WHAT NEEDS TO BE DONE:
Although the records contain pictures, none belong in the copy: restate word for word only the lines from the one with "the mountain range?" through the one with "the wooden post", both included.

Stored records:
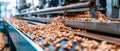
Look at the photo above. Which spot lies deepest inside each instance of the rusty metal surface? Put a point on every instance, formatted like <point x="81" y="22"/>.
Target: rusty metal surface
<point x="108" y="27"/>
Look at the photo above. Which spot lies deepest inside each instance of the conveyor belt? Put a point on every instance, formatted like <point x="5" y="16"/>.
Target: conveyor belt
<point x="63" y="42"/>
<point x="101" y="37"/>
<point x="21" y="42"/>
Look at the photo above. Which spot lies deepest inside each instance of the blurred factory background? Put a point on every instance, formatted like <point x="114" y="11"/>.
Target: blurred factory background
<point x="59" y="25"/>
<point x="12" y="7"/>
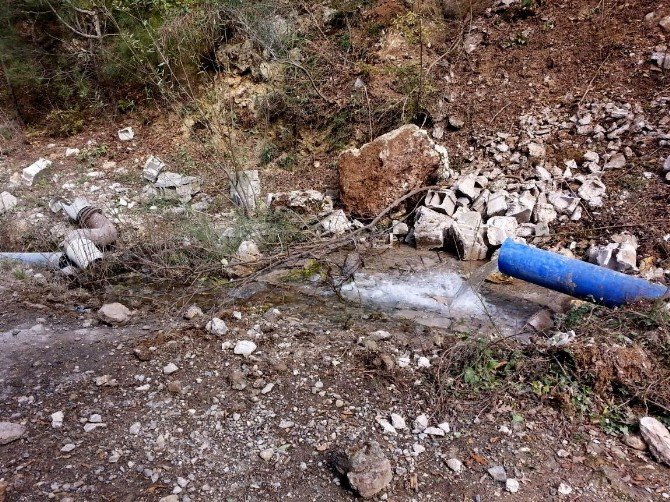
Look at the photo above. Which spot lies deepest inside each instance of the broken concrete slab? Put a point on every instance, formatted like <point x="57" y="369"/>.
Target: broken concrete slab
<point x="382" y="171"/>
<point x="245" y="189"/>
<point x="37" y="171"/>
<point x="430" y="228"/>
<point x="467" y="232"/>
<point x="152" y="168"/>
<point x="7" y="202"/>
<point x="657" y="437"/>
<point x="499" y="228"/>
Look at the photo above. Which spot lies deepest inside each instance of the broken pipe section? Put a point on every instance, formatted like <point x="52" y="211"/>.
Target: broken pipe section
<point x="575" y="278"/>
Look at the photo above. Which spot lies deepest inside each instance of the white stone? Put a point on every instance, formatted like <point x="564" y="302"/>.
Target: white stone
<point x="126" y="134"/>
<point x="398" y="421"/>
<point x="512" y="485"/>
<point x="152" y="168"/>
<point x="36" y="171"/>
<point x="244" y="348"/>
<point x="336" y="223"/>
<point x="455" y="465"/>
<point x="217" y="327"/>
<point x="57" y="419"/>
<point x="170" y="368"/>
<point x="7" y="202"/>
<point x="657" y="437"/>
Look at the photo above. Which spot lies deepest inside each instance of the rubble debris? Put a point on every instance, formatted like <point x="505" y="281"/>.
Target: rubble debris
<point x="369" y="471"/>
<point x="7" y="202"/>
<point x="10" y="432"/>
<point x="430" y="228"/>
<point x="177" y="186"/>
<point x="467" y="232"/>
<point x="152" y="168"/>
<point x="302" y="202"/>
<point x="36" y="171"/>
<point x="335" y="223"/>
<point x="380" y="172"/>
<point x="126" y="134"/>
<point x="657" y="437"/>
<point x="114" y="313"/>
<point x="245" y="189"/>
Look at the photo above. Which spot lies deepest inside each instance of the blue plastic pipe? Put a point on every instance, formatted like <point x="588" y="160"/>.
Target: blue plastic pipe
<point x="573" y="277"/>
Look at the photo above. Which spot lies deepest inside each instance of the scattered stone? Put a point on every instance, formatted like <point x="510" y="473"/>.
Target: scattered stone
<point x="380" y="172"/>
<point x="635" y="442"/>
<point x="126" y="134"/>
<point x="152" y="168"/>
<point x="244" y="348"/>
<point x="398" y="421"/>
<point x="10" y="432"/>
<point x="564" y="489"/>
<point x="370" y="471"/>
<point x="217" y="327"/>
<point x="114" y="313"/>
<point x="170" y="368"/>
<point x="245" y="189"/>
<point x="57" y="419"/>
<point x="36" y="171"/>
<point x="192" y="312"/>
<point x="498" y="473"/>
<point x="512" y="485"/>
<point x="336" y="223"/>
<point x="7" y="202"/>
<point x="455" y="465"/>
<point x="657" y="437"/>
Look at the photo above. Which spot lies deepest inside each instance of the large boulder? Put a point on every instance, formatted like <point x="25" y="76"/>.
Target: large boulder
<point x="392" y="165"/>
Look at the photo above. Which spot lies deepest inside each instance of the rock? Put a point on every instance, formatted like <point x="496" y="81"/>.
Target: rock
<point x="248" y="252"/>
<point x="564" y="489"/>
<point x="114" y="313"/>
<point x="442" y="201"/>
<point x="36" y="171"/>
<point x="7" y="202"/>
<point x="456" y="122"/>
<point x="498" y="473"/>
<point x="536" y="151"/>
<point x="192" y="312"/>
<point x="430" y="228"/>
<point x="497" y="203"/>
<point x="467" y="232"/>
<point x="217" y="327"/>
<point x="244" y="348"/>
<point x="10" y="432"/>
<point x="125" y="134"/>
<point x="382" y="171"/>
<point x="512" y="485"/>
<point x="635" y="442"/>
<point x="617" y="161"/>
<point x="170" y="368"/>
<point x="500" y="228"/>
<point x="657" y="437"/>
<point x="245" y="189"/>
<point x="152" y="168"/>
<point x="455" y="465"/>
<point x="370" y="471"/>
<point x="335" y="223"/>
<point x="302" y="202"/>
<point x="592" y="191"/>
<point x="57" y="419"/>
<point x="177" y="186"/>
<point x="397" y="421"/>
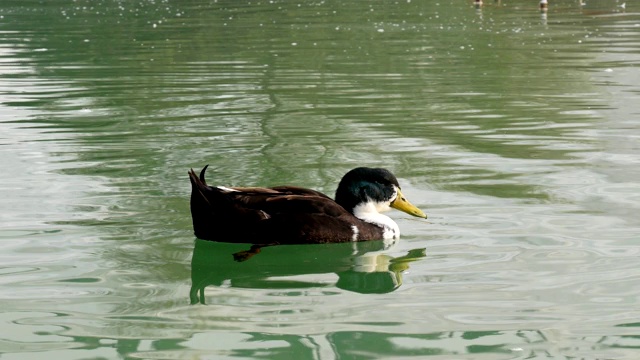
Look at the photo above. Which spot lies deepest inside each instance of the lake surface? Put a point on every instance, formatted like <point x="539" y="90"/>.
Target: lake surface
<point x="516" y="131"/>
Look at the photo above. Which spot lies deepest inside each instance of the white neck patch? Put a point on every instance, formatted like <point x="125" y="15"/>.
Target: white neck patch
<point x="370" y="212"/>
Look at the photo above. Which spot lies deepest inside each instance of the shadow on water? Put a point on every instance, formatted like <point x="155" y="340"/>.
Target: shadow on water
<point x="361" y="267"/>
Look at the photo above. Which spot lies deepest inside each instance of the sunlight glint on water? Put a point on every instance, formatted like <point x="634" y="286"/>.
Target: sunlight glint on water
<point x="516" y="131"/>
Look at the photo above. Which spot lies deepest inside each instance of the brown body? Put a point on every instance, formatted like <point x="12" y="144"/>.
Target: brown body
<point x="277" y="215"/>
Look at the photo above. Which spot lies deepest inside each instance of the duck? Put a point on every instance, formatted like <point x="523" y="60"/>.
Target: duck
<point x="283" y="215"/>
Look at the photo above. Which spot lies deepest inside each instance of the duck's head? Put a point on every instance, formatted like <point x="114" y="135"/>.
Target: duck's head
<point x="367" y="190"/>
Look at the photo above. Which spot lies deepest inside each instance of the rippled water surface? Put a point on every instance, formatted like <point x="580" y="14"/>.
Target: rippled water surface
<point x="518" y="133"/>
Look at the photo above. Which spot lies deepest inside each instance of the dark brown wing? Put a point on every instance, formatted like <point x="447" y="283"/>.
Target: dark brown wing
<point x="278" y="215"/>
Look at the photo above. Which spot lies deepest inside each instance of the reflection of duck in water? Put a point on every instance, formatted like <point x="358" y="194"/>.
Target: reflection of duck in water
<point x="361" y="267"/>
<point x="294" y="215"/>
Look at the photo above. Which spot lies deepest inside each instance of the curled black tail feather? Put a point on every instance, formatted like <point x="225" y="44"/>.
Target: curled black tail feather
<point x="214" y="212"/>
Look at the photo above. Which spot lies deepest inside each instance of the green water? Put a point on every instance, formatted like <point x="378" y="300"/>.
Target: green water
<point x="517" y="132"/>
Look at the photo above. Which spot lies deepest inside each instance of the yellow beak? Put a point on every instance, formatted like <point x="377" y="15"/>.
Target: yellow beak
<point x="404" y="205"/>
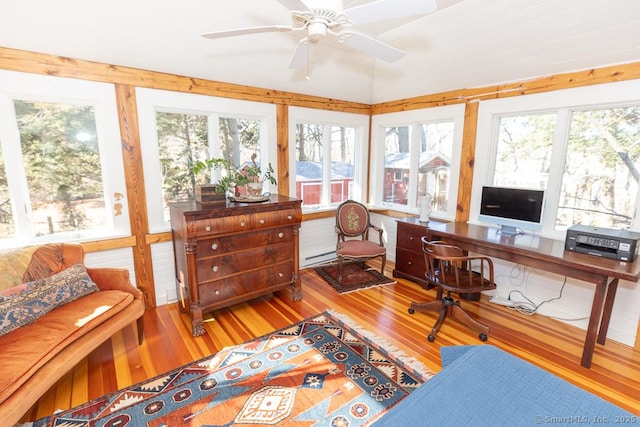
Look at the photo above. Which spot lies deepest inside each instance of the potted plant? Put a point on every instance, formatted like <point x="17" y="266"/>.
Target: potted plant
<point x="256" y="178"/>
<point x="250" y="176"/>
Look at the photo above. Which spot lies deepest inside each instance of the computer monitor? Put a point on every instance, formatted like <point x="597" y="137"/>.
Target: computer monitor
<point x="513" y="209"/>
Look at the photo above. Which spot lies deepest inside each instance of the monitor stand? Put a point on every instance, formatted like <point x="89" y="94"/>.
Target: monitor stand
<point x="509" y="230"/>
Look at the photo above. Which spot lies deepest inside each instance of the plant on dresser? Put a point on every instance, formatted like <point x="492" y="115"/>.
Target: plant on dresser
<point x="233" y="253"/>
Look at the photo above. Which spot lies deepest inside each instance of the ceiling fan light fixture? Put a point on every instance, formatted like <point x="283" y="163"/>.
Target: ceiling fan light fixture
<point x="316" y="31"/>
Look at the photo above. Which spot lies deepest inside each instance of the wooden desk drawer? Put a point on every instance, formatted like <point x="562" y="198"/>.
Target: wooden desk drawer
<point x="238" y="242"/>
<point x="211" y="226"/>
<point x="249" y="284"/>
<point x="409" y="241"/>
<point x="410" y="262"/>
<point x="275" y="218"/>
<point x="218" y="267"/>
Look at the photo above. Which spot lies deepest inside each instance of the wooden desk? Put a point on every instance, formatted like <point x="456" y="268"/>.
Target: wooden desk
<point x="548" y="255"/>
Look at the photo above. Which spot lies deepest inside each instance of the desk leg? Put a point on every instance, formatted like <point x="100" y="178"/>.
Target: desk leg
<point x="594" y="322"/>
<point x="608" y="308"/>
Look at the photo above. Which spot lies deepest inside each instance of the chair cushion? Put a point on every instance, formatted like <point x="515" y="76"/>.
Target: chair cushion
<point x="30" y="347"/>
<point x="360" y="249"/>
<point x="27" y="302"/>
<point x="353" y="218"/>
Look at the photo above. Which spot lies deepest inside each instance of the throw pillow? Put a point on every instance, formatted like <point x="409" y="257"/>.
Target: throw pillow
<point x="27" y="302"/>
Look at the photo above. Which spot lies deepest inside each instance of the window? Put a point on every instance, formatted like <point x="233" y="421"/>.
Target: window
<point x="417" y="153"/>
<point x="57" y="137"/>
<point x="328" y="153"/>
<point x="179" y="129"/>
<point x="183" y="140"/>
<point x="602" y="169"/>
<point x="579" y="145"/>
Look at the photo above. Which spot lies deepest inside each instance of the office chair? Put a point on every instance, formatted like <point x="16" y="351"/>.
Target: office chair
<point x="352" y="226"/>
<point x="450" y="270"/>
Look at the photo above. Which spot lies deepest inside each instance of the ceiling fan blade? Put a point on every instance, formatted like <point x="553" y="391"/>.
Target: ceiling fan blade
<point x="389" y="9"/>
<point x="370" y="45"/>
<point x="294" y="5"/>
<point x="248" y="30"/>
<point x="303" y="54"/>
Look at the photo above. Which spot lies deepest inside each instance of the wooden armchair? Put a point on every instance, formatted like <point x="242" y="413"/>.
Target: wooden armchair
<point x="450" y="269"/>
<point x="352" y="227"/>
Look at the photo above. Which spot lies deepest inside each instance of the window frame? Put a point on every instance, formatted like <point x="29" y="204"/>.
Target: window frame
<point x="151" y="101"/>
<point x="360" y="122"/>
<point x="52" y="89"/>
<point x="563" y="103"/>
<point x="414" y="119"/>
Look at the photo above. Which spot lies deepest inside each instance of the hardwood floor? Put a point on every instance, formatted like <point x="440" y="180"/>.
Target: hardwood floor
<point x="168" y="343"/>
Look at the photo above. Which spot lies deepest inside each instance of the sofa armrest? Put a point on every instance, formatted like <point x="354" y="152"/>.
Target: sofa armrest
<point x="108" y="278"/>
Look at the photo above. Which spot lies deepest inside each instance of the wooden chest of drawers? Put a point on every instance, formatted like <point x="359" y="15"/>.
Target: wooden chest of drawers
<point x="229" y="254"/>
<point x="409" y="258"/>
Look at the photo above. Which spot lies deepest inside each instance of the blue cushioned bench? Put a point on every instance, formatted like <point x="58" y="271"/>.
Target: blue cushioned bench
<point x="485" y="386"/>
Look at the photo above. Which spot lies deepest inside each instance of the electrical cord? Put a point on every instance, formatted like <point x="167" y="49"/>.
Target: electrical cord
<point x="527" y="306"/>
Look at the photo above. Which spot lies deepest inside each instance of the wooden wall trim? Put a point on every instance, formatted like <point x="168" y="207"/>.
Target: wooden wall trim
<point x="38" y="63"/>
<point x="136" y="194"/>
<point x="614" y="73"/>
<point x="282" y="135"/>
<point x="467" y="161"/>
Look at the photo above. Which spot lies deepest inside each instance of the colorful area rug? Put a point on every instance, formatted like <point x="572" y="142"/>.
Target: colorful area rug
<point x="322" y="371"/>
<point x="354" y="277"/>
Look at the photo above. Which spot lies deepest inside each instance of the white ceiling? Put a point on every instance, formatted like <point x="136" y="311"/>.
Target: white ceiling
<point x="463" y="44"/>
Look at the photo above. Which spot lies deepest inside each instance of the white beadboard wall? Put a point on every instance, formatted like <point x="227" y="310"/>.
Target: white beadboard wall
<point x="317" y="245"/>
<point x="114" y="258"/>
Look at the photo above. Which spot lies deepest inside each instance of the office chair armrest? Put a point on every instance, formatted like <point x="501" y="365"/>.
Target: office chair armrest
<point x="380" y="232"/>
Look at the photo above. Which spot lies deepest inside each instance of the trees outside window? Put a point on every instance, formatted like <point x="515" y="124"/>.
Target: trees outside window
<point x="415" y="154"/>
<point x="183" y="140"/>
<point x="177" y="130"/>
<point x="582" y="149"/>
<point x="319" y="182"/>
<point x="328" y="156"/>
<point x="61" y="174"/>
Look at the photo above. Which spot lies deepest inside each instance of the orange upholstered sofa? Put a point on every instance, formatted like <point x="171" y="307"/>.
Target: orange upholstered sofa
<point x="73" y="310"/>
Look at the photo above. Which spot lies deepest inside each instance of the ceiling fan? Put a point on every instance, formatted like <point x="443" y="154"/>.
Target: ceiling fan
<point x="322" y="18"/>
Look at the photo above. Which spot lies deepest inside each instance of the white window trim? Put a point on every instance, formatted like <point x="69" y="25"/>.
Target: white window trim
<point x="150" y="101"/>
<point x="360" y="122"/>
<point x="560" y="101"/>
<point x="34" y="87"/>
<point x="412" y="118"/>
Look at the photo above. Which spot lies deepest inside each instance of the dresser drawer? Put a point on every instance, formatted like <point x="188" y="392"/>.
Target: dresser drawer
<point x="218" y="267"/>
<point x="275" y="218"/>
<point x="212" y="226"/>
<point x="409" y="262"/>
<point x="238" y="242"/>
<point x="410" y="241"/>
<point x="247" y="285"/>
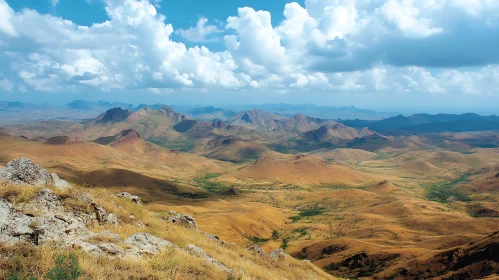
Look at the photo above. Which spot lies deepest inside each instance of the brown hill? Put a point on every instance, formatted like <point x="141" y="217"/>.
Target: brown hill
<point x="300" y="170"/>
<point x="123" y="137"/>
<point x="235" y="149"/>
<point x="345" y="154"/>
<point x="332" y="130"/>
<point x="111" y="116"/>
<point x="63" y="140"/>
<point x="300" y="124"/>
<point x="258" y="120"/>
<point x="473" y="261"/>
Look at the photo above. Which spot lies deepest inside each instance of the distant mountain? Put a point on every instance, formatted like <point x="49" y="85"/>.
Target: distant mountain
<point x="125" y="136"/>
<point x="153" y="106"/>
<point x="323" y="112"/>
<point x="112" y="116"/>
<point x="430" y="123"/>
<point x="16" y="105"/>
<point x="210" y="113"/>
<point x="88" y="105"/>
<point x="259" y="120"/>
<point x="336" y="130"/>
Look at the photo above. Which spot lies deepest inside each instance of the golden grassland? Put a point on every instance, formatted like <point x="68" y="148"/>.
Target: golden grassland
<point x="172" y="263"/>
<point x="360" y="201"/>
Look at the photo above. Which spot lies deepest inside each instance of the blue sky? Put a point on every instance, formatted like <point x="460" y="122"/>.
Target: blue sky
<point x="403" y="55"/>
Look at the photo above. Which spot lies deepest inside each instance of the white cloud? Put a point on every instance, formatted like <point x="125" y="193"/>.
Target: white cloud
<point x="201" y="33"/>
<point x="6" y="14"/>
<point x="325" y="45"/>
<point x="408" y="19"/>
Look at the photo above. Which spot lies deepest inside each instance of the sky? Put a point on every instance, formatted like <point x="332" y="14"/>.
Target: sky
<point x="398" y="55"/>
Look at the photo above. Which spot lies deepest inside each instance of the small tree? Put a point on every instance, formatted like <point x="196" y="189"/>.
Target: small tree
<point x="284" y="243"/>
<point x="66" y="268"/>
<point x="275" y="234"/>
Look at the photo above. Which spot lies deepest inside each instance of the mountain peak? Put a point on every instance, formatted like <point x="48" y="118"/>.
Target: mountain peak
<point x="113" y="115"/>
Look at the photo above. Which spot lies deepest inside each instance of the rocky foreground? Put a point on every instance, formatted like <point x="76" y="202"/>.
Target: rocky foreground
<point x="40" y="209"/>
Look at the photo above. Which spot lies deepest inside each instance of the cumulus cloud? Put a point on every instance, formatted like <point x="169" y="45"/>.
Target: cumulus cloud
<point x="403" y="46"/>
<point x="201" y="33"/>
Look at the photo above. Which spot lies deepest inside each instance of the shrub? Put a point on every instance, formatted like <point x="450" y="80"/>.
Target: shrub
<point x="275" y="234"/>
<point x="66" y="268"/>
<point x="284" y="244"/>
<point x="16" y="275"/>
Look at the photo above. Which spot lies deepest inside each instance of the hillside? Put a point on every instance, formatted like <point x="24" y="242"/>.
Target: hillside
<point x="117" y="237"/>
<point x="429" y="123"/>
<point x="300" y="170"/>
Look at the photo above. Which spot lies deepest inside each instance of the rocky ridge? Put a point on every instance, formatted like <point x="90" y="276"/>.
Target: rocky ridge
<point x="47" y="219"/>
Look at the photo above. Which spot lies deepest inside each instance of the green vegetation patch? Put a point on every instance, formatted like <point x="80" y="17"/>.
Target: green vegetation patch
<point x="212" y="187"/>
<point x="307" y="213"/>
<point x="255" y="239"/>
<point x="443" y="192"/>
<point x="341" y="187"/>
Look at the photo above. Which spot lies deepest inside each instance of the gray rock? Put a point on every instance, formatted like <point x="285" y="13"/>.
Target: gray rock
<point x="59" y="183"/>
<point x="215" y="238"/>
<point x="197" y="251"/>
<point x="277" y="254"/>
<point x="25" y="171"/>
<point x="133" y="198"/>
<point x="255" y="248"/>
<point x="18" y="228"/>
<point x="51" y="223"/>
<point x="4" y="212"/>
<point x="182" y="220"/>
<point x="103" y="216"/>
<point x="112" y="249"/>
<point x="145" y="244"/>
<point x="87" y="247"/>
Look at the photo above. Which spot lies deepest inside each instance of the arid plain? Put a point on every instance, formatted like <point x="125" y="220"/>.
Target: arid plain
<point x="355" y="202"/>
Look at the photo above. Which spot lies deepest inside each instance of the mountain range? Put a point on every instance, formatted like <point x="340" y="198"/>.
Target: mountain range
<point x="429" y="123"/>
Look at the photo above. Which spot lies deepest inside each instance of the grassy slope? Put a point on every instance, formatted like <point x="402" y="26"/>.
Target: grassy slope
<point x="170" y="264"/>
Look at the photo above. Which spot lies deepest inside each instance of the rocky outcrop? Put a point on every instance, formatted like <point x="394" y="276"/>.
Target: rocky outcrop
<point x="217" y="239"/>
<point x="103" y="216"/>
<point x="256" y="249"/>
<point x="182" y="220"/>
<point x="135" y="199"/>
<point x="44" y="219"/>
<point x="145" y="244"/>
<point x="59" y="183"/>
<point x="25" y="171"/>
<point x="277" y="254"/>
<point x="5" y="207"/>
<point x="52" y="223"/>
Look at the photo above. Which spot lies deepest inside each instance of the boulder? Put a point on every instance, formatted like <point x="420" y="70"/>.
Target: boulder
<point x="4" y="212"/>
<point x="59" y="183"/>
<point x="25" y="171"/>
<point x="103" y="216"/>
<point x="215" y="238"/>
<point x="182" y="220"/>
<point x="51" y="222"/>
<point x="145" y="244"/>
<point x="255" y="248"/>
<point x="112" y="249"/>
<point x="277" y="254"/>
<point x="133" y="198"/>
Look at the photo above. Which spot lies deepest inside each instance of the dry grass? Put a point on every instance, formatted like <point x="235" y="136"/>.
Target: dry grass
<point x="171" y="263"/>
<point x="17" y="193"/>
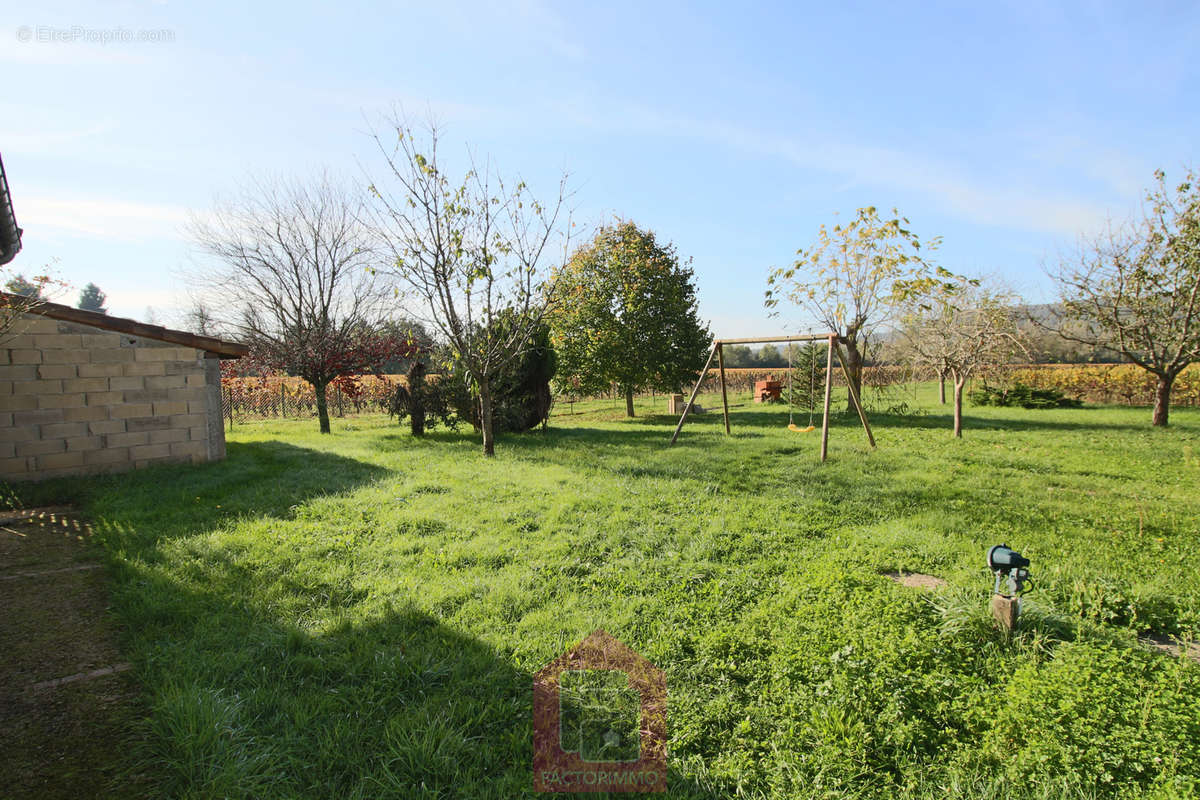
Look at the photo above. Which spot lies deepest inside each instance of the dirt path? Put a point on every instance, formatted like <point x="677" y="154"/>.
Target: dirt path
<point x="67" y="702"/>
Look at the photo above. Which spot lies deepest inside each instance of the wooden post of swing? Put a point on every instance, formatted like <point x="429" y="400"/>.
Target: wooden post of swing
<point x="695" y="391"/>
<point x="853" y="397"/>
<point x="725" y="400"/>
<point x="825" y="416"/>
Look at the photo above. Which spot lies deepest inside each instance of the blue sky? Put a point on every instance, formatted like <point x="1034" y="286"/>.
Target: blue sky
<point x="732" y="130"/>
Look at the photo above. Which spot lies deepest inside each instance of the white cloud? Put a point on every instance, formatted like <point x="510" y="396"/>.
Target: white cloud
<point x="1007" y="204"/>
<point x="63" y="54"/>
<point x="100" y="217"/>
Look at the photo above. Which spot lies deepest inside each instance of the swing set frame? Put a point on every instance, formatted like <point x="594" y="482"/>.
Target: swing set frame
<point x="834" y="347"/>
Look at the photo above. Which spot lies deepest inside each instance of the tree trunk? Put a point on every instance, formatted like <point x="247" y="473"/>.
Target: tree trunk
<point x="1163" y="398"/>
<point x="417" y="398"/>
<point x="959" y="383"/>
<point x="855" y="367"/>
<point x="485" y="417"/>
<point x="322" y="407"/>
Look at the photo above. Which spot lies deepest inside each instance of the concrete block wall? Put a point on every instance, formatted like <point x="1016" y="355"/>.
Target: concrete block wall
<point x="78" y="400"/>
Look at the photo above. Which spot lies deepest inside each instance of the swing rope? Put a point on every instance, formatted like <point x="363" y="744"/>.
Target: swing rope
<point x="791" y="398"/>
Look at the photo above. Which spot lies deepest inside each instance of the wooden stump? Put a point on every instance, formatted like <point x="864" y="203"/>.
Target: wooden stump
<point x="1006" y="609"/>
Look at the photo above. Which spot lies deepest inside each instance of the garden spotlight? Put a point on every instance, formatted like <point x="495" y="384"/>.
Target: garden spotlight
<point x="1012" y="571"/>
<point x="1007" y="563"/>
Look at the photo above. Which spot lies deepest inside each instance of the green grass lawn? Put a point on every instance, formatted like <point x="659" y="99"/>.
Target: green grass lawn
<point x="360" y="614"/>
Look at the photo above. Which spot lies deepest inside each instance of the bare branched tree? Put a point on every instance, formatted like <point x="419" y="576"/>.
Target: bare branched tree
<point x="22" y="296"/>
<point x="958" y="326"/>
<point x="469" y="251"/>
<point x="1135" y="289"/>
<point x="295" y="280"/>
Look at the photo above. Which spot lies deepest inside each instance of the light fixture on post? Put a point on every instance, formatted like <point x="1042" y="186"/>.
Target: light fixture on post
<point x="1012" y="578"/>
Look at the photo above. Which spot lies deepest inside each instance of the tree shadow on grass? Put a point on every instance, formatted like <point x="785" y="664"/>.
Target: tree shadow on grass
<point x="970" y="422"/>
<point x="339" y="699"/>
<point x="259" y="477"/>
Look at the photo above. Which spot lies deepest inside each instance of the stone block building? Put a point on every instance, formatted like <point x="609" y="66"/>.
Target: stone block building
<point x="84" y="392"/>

SOLVED EXERCISE:
Look at the photo above. Which spot lies deepest inside each instance of the mountain range? Put a point on every instance, formatted like <point x="340" y="198"/>.
Target: mountain range
<point x="429" y="123"/>
Look at the photo above. Which spot lies deepest inside each instance of the grassy slope? Put a point on every instance, formatted like <point x="402" y="26"/>.
Target: grassy slope
<point x="170" y="264"/>
Look at the photo above. Which spot lies deepest inside each instance of the rocky outcrop? Put a point on every instance, formatted like <point x="394" y="276"/>.
Target: rocky outcrop
<point x="217" y="239"/>
<point x="103" y="216"/>
<point x="256" y="249"/>
<point x="182" y="220"/>
<point x="135" y="199"/>
<point x="44" y="219"/>
<point x="145" y="244"/>
<point x="59" y="183"/>
<point x="25" y="171"/>
<point x="277" y="254"/>
<point x="5" y="207"/>
<point x="52" y="223"/>
Look at the photo above. Which spot lies deepest inside each instance of the boulder? Put a point on every instance, formatted like <point x="420" y="70"/>.
Target: boulder
<point x="4" y="212"/>
<point x="59" y="183"/>
<point x="25" y="171"/>
<point x="103" y="216"/>
<point x="215" y="238"/>
<point x="182" y="220"/>
<point x="51" y="222"/>
<point x="145" y="244"/>
<point x="255" y="248"/>
<point x="112" y="249"/>
<point x="277" y="254"/>
<point x="133" y="198"/>
Look at the photo above. Which spot lies deepest inside each instance of the dry grass? Put a point on every instance, formatted like <point x="235" y="136"/>.
Target: dry grass
<point x="171" y="263"/>
<point x="17" y="193"/>
Look at the photo above. Which spot lies deepest inside each instance of the dirt path? Put a point on every instance, formatted like <point x="677" y="154"/>.
Target: dirt path
<point x="67" y="702"/>
Look at the photo above. Which spot lies deepest inside each instance of the wooden post of swing? Put a point on every instance, formatted like <point x="429" y="400"/>.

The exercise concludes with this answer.